Extracted material —

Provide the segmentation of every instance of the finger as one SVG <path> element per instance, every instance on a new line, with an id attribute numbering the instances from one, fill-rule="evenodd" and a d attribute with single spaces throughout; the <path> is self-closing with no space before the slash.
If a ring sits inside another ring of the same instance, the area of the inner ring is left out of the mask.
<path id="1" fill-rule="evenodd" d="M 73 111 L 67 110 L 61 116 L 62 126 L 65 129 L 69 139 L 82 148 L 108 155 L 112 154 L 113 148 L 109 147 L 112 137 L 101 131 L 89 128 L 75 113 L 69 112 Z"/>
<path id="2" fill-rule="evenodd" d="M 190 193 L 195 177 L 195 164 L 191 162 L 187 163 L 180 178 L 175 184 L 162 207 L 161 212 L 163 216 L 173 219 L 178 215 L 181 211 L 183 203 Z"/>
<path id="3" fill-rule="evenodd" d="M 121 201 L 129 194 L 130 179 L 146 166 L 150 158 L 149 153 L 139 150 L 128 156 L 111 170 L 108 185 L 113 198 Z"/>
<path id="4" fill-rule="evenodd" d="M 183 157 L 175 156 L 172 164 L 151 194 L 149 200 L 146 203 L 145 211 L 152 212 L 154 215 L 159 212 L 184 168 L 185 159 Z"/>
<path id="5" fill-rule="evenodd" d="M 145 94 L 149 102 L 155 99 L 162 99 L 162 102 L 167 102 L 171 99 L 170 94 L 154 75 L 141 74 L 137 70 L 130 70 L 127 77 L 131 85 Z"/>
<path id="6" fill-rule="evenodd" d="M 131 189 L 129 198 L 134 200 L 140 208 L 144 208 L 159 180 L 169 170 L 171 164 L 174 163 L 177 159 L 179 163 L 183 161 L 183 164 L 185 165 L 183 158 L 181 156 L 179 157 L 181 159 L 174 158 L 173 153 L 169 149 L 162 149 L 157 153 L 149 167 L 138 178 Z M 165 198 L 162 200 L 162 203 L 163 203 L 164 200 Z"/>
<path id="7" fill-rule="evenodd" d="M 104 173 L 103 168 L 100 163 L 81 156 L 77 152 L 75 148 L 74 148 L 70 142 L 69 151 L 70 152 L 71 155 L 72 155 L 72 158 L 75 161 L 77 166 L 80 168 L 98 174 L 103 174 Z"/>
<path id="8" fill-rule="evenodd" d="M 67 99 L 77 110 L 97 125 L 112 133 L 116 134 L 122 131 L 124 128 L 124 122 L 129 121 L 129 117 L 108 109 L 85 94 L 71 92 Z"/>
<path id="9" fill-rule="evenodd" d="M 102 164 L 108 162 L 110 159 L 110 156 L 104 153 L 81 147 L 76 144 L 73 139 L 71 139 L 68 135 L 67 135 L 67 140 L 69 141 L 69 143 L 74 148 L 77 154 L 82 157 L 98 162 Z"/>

Work to do — Give every line of the items above as a JSON list of strings, one string per line, and omit any blank lines.

Solution below —
[
  "Provide the segmentation of every instance of the finger as one SVG <path> element per instance, every instance on a new line, with an id attribute numbering the instances from one, fill-rule=\"evenodd\" and a d attribute with single spaces throughout; the <path> is self-closing with no space before the slash.",
  "If a ring sits inside another ring of the same instance, the area of the inner ring is left out of the mask.",
  "<path id=\"1\" fill-rule=\"evenodd\" d=\"M 73 111 L 67 110 L 61 116 L 62 126 L 65 129 L 69 139 L 82 148 L 108 155 L 112 154 L 113 148 L 109 147 L 112 137 L 101 131 L 89 128 L 75 113 L 69 112 Z\"/>",
  "<path id=\"2\" fill-rule=\"evenodd\" d=\"M 190 193 L 195 177 L 195 164 L 191 162 L 187 163 L 180 178 L 175 184 L 162 207 L 161 212 L 163 216 L 173 219 L 178 215 L 181 211 L 183 203 Z\"/>",
  "<path id=\"3\" fill-rule=\"evenodd\" d=\"M 121 201 L 129 194 L 130 179 L 146 166 L 150 158 L 149 153 L 139 150 L 128 156 L 111 170 L 108 185 L 113 198 Z\"/>",
  "<path id=\"4\" fill-rule=\"evenodd\" d=\"M 183 157 L 175 156 L 172 164 L 151 194 L 149 200 L 146 203 L 145 211 L 152 212 L 154 215 L 159 212 L 184 168 L 185 159 Z\"/>",
  "<path id=\"5\" fill-rule=\"evenodd\" d=\"M 145 94 L 149 102 L 155 99 L 162 99 L 162 102 L 167 102 L 171 99 L 170 94 L 154 75 L 141 74 L 137 70 L 130 70 L 127 77 L 131 85 Z\"/>",
  "<path id=\"6\" fill-rule=\"evenodd\" d=\"M 131 189 L 129 198 L 134 200 L 140 208 L 144 208 L 159 180 L 169 170 L 171 164 L 174 163 L 177 159 L 179 163 L 183 161 L 183 164 L 185 165 L 183 158 L 181 156 L 179 157 L 181 159 L 174 158 L 173 153 L 169 149 L 162 149 L 157 153 L 149 167 L 138 178 Z M 165 198 L 162 200 L 162 203 L 163 203 L 164 200 Z\"/>",
  "<path id=\"7\" fill-rule=\"evenodd\" d=\"M 104 173 L 103 168 L 100 163 L 81 156 L 77 152 L 75 148 L 74 148 L 70 142 L 69 151 L 70 152 L 71 155 L 72 155 L 72 158 L 75 161 L 77 166 L 80 168 L 98 174 L 103 174 Z\"/>",
  "<path id=\"8\" fill-rule=\"evenodd\" d=\"M 67 99 L 77 110 L 97 125 L 112 133 L 116 134 L 122 131 L 124 128 L 124 122 L 129 121 L 129 117 L 108 109 L 85 94 L 71 92 Z\"/>",
  "<path id=\"9\" fill-rule=\"evenodd\" d=\"M 102 164 L 108 162 L 110 159 L 110 156 L 104 153 L 81 147 L 76 144 L 73 139 L 71 139 L 68 135 L 67 135 L 67 140 L 69 141 L 69 143 L 74 148 L 77 154 L 82 157 L 98 162 Z\"/>"
]